[Material for this task]

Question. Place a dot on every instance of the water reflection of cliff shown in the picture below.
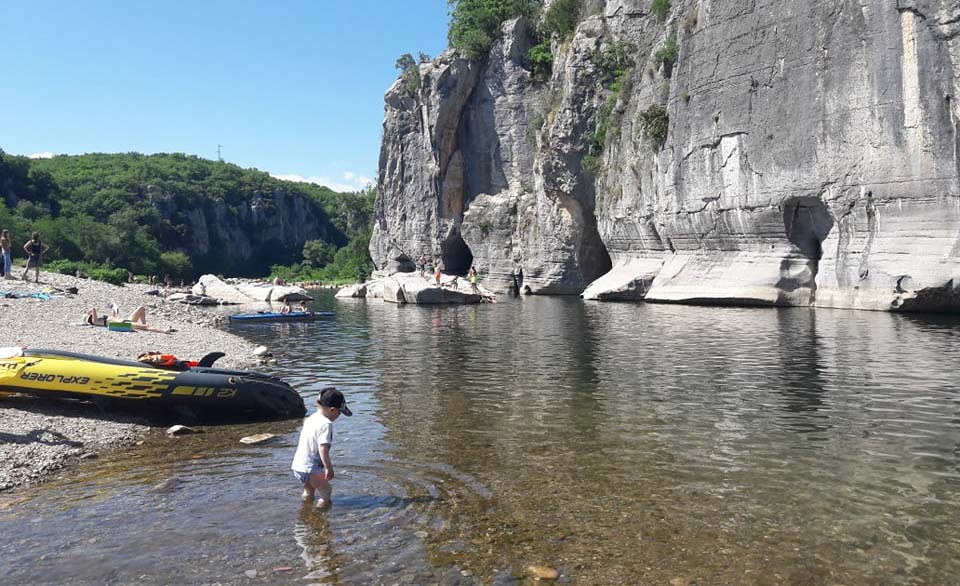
(662, 440)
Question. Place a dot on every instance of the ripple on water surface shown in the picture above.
(618, 443)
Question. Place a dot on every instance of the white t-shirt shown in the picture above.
(317, 430)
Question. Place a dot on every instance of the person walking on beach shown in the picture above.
(35, 250)
(6, 246)
(474, 278)
(312, 465)
(421, 265)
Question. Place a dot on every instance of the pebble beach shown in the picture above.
(40, 437)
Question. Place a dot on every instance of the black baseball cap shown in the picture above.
(331, 397)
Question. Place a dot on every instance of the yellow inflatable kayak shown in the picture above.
(201, 391)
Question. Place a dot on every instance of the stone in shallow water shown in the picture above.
(258, 438)
(543, 572)
(182, 430)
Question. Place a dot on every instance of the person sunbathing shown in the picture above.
(137, 319)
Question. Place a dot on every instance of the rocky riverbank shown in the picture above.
(39, 437)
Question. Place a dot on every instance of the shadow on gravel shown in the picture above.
(68, 408)
(39, 436)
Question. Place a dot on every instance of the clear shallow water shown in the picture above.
(616, 443)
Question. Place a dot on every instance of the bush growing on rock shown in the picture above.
(474, 23)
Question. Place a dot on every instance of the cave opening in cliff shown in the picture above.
(456, 256)
(807, 221)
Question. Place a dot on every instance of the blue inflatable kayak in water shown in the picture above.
(277, 316)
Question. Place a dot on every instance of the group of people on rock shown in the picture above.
(34, 248)
(472, 274)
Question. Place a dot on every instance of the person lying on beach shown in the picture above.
(138, 319)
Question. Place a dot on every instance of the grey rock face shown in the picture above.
(808, 156)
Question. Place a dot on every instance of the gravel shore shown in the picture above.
(38, 437)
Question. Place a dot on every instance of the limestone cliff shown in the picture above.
(786, 153)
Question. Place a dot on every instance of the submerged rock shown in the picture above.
(543, 572)
(257, 438)
(182, 430)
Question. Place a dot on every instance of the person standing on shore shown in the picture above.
(312, 465)
(421, 265)
(474, 278)
(6, 247)
(35, 250)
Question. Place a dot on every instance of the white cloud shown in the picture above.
(349, 182)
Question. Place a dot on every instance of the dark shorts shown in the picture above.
(302, 476)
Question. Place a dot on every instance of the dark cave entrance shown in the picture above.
(456, 255)
(807, 222)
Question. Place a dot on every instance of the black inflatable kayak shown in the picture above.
(202, 392)
(277, 316)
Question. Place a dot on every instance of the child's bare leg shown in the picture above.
(321, 485)
(139, 315)
(307, 495)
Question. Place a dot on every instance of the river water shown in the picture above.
(616, 443)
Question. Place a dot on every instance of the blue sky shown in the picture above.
(294, 88)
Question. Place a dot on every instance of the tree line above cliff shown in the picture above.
(180, 215)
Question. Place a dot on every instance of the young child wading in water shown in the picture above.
(312, 464)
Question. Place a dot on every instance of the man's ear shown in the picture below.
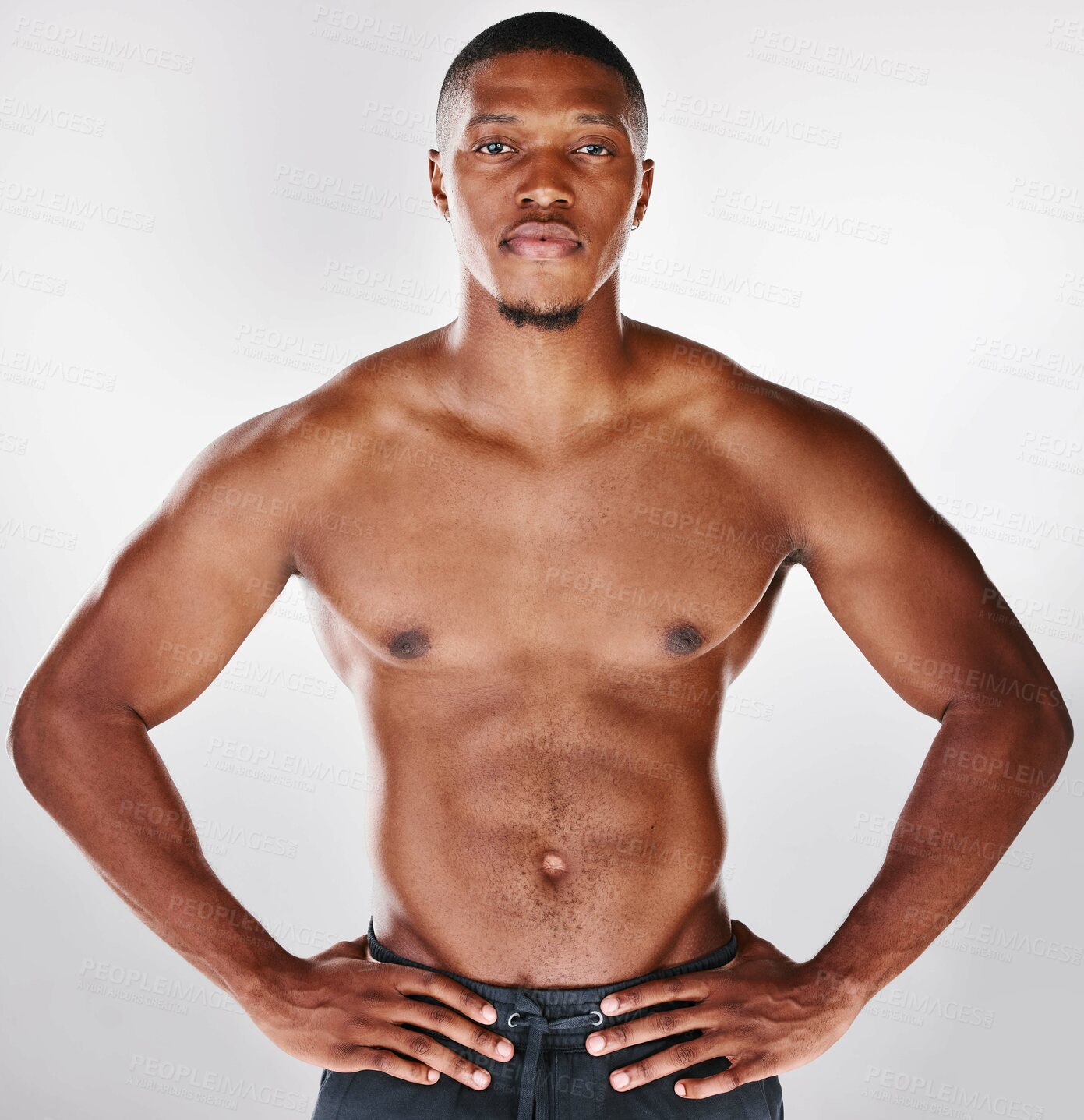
(437, 182)
(648, 179)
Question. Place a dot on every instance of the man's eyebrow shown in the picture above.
(579, 119)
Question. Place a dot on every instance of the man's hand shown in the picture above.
(343, 1012)
(763, 1012)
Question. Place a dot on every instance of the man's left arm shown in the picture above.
(915, 599)
(913, 596)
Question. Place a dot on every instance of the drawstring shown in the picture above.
(531, 1014)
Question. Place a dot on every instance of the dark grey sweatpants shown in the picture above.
(553, 1076)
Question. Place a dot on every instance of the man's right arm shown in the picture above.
(161, 620)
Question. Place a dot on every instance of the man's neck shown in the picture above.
(533, 384)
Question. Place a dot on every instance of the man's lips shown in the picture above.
(542, 238)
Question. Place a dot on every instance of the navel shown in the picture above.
(683, 638)
(409, 644)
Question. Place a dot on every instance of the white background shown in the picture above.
(192, 295)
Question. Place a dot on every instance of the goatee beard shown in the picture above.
(528, 315)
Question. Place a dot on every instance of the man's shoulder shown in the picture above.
(335, 422)
(768, 413)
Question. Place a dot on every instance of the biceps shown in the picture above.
(171, 609)
(913, 596)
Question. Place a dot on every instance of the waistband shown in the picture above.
(566, 1002)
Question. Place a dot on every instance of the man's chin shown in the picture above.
(541, 316)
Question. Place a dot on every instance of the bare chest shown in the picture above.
(643, 555)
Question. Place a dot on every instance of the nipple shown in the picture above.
(409, 644)
(553, 863)
(683, 638)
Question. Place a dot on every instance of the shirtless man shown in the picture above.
(545, 539)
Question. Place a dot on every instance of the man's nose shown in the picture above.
(545, 182)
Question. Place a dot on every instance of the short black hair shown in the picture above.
(540, 30)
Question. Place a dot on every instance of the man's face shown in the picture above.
(541, 164)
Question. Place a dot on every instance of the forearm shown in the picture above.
(101, 779)
(983, 776)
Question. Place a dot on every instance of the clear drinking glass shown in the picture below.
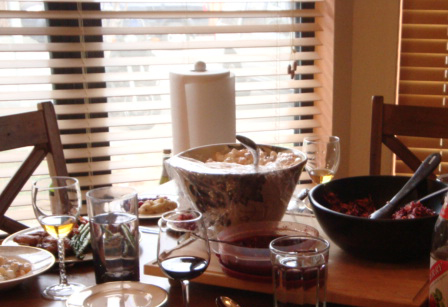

[/Material for this task]

• _What is expected_
Set down every entry above exactly as written, but skip the pictures.

• _Answer space_
Question. Place a dot on every instance of the water reflection of cliff shown in the picture below.
(662, 440)
Question. Place a dot on every instance of the ripple on water surface shown in the picture above.
(618, 443)
Question. Place a dot on every instance of the white t-shirt shown in the picture above.
(317, 430)
Question. Place a dot on every instance of the person walking on beach shown in the picture above.
(35, 250)
(6, 246)
(474, 278)
(312, 465)
(421, 265)
Question. Place a dot on every instance of the pebble beach shown in the picture above.
(40, 437)
Question. Place a dot on every instance of the black baseball cap shown in the picture above.
(331, 397)
Question. Place a dot on every instance of the yellow inflatable kayak shown in the picture above.
(201, 391)
Question. Place a dot on every instance of the stone in shallow water shown in the picture above.
(258, 438)
(543, 572)
(182, 430)
Question. Place a dot on every instance of the person sunbathing shown in the picture above.
(137, 319)
Question. Place a dot on every instance of the rocky riverbank shown in the picture above.
(39, 437)
Question. Place a dot on every instance of the shadow on gravel shown in the picture above.
(68, 408)
(39, 436)
Question. Place a dot on every instance of the clear shallow water shown in the picture above.
(616, 443)
Question. Place a dot on every instance of the bush growing on rock shown in the picture above.
(474, 23)
Question. Place a dot on every instance of the cave opening in cliff shown in the picture above.
(456, 256)
(807, 221)
Question. Place a dot on every instance of the blue inflatable kayak in water shown in the picture above.
(277, 316)
Question. Place a dot on every instance of the group of people on rock shown in the picture above.
(34, 248)
(472, 274)
Question. Place a dot on every instance of the person lying on beach shown in the picture above.
(138, 319)
Question. Place a dot on every instance of the grey rock face shown in the picture above.
(808, 156)
Question. Place a dot on every instance of the gravel shore shown in the picture above.
(38, 437)
Question. Place a dot on every instance of the limestone cliff shown in the picture above.
(786, 153)
Question. Place a dot on every instance of the submerged rock shown in the picture above.
(543, 572)
(257, 438)
(182, 430)
Question. Place a dot on every instance of the person standing on shore shown in the picture above.
(312, 465)
(421, 265)
(474, 278)
(6, 247)
(35, 250)
Question. Place a dot on every instance of the white cloud shown in the picture above.
(349, 182)
Question. Place a dot on every instance of the dark shorts shown in the picture above.
(302, 476)
Question. Place a dot on every instance of the dark cave entrance shown in the picture above.
(456, 255)
(807, 222)
Question. Place a dot on every instance of the black inflatable kayak shown in the picture above.
(202, 392)
(277, 316)
Question. Place a dot on every instance of the child's bare leg shown in the picture above.
(321, 485)
(139, 315)
(307, 495)
Question. Place a dot on every instance of the river water shown in the picture above.
(616, 443)
Question. Place a dot on every instance of the blue sky shown in the picture above.
(294, 88)
Question. Place a dot on every instance of the tree line above cliff shown in the picture above.
(180, 215)
Question. Place a dot on every instance of the young child wading in water shown in the picture above.
(312, 464)
Question. Place a dot on every instance of the man's ear shown in the picture below.
(437, 182)
(648, 179)
Question. Place a dot on every instance of the man's eyebrow shown in the picture above.
(579, 119)
Question. Place a dot on every instance of the man's hand shown in the picture above.
(343, 1012)
(763, 1012)
Question. Place a dot on every instance of the man's left arm shown in the picture above.
(915, 599)
(913, 596)
Question. Place a dot on every instance of the drawstring shown in the picture above.
(531, 1014)
Question. Place a dot on every instance of the dark grey sweatpants shown in the picture above.
(553, 1076)
Question. Place a dot on every instance of the man's right arm shown in the picture above.
(161, 620)
Question. Place a dot on every instance of the man's neck shown in the picture above.
(533, 384)
Question. Place a dot on every instance of the man's lips shown in the picture above.
(542, 238)
Question. Place a dot on every instance of the navel shown in the picture above.
(683, 638)
(409, 644)
Question. Place a dot on every instance of the white background shown in the picture above.
(192, 295)
Question. Place a dot on every instance of the goatee beard shown in the picture above.
(528, 315)
Question. Place a dot on every instance of the man's shoulder shown in the picture above.
(335, 422)
(768, 413)
Question. Place a dot on every instance of the biceps shown in the picture above.
(171, 609)
(913, 596)
Question. Place a dot on every instance of the waistband shown in the picture above.
(566, 1002)
Question. Place a dot on every instance of the man's chin shown in the picture above.
(541, 316)
Question. Place a dot on every instance of the bare chest shown in the picture above.
(643, 555)
Question. Place a dot on every instance of the nipple shown in the picture above.
(409, 644)
(553, 863)
(683, 638)
Question. Place a dot on every instance of the shirtless man shown in the picture above.
(545, 539)
Question. Place a dot on every instance of the man's nose shown in the picture above.
(545, 182)
Question. Place a dot on every instance of the short black hair shown in the picture above.
(540, 30)
Question. Place a dot on every instance of the man's face shown in the picture above.
(541, 164)
Question. Place a dot on every instance of the forearm shown in the picture above.
(101, 779)
(983, 776)
Question. Place a dot on every instance of the clear drinking glass shown in the picture below.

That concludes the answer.